L’impegno europeo per la stabilizzazione della Libia passa anche dal mare, e in particolare dalla missione Irini, operativa da maggio per garantire l’embargo di armi stabilito dall’Onu. Secondo gli esperti, potrebbe accrescere la propria capacità operativa attraverso la collaborazione con l’operazione Sea Guardian della Nato, che già cooperava con Sophia. Il problema è che l’intesa passa dal “consensus” tra tutti i membri dell’Alleanza Atlantica, e quello della Turchia non è ancora arrivato. Ora la questione si intreccia con la crisi nel Mediterraneo orientale, ulteriore gatta da pelare per il quartier generale della Nato. Non potendo sedere al tavolo dell’Ue (dove la Grecia propone sanzioni), Ankara si gioca le proprie carte su quello dell’Alleanza. Eppure, la cooperazione tra i due impegni potrebbe andare proprio nella direzione che piace ai turchi. Ma andiamo con ordine.
━━━
■ **Compito scritto**:
Per favore, duplica per intero l'estratto sulla missione Irini, senza cambiare nulla. Le voci qui sotto non hanno alcun legame con l'estratto sulla missione Irini.

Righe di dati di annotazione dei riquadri
━━━
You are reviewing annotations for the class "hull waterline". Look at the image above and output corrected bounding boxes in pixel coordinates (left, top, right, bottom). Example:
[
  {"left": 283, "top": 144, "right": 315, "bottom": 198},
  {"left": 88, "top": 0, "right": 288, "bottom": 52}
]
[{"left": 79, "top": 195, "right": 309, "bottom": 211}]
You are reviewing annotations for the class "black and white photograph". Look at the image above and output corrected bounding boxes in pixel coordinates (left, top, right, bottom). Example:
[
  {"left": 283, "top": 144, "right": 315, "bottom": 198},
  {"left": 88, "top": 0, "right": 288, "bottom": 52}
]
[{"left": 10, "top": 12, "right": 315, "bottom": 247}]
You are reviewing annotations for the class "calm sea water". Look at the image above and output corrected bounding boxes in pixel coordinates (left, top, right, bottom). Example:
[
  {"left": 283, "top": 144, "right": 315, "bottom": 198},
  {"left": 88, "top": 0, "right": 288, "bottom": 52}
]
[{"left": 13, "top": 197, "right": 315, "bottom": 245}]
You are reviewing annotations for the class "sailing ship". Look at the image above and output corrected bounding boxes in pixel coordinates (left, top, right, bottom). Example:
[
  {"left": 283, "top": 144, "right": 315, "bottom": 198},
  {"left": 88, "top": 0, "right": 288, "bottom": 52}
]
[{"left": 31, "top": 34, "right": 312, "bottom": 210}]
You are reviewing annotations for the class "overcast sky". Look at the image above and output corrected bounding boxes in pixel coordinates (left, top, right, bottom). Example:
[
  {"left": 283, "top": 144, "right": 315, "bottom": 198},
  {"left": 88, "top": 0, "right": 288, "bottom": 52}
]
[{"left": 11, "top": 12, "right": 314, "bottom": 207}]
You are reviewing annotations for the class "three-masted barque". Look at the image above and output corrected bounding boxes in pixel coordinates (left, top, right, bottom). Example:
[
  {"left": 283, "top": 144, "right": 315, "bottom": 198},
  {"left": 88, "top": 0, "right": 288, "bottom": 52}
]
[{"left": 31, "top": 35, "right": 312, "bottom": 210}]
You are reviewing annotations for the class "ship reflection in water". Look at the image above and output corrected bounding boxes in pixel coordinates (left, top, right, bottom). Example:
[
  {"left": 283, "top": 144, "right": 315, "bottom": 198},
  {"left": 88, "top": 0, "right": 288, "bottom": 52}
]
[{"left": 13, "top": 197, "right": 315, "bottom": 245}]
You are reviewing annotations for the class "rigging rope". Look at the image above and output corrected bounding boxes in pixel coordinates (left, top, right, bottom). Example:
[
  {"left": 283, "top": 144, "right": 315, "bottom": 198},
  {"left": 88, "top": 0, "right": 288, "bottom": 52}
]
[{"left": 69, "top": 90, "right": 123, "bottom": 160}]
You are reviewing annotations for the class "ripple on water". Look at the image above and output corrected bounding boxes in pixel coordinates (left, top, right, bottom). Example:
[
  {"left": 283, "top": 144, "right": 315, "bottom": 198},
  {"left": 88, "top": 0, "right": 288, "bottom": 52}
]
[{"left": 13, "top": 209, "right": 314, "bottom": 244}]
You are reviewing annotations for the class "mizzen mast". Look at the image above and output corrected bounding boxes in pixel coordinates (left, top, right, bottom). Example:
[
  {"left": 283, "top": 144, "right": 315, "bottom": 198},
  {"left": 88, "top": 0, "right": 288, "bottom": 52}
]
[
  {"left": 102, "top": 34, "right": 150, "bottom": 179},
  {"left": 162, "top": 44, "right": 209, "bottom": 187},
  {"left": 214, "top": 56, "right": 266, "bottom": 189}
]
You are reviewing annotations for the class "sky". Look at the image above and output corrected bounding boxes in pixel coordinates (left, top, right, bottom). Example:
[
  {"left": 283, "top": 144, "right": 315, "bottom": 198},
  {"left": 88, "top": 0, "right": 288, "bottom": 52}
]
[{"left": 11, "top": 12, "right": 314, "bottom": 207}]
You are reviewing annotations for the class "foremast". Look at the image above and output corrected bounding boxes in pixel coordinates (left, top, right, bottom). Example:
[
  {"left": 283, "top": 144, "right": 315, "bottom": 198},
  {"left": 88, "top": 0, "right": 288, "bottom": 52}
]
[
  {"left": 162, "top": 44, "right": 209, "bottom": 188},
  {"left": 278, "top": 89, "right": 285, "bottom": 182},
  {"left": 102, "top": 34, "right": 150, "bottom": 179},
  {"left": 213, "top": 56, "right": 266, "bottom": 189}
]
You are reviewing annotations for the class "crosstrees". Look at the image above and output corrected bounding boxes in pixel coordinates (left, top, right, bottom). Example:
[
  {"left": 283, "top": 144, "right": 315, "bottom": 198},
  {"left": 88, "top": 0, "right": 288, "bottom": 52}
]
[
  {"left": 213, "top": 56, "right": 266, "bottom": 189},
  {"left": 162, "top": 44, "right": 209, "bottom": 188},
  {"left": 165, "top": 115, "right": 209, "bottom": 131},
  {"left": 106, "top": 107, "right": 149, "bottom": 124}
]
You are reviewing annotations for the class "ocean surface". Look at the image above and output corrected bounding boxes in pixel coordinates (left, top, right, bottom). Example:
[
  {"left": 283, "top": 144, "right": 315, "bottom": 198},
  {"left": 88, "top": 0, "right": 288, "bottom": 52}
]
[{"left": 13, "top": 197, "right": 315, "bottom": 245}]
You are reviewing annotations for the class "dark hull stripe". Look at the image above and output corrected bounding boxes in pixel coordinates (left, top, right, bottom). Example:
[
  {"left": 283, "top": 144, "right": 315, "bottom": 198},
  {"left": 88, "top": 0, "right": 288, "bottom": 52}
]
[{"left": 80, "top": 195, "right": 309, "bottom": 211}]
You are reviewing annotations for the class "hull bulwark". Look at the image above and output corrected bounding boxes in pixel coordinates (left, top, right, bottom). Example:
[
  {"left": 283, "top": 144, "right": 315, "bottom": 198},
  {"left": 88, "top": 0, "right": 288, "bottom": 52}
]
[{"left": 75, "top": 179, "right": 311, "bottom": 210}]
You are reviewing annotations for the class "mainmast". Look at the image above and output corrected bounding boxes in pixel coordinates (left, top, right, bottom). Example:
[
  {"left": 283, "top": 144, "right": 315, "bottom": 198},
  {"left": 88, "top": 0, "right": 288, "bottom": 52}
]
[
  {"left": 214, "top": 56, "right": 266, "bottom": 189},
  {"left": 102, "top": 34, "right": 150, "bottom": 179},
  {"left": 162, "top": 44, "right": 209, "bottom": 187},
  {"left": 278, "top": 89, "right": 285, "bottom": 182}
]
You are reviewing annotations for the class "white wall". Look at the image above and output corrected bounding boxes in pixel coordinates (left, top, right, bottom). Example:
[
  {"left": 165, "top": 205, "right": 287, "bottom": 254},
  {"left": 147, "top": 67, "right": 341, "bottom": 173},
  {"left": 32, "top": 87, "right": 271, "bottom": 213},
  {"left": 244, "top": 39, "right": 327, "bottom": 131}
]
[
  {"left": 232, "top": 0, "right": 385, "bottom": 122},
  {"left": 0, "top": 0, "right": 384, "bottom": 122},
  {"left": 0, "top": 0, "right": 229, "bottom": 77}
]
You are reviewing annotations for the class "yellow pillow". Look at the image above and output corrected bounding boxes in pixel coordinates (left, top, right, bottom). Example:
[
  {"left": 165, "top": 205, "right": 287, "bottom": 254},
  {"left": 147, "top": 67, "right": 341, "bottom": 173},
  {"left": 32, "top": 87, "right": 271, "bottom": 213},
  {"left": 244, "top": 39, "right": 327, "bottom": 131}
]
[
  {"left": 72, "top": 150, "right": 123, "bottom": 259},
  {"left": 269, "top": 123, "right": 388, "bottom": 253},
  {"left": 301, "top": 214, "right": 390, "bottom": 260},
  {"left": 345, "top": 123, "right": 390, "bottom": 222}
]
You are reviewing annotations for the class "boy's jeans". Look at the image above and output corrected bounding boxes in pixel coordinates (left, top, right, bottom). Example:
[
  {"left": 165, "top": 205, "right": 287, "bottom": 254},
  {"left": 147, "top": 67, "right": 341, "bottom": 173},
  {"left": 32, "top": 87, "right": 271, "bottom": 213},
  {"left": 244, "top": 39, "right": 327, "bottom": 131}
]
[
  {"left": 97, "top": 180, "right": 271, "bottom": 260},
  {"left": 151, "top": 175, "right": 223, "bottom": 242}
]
━━━
■ **La risposta**:
L’impegno europeo per la stabilizzazione della Libia passa anche dal mare, e in particolare dalla missione Irini, operativa da maggio per garantire l’embargo di armi stabilito dall’Onu. Secondo gli esperti, potrebbe accrescere la propria capacità operativa attraverso la collaborazione con l’operazione Sea Guardian della Nato, che già cooperava con Sophia. Il problema è che l’intesa passa dal “consensus” tra tutti i membri dell’Alleanza Atlantica, e quello della Turchia non è ancora arrivato. Ora la questione si intreccia con la crisi nel Mediterraneo orientale, ulteriore gatta da pelare per il quartier generale della Nato. Non potendo sedere al tavolo dell’Ue (dove la Grecia propone sanzioni), Ankara si gioca le proprie carte su quello dell’Alleanza. Eppure, la cooperazione tra i due impegni potrebbe andare proprio nella direzione che piace ai turchi. Ma andiamo con ordine.